_Exercise description_
All entries must be given again exactly as written.

_Data for this exercise_
_ _ _
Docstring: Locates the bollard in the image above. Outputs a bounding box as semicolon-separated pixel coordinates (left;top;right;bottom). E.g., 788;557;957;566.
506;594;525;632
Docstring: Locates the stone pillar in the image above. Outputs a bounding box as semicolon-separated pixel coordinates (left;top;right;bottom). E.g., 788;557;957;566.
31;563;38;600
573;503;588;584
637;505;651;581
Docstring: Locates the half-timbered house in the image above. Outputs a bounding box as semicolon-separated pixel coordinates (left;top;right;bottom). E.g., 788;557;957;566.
_ _ _
_Solution to this task_
Docstring: Locates the bollard in the image above. Outputs a bounding box as semicolon-separated pixel coordinates (left;top;right;bottom). E.g., 788;557;957;566.
506;594;525;632
Docstring: Locates the stone pillar in the image above. Outputs a bounding box as semicolon-separated pixel coordinates (left;top;right;bottom). E.g., 788;557;957;566.
31;563;38;600
573;503;588;584
637;505;651;581
Docstring: Locates the half-timbered house in the image above. Outputs a bounding box as semicolon-separated pixel coordinates (left;top;right;bottom). E.g., 788;557;957;566.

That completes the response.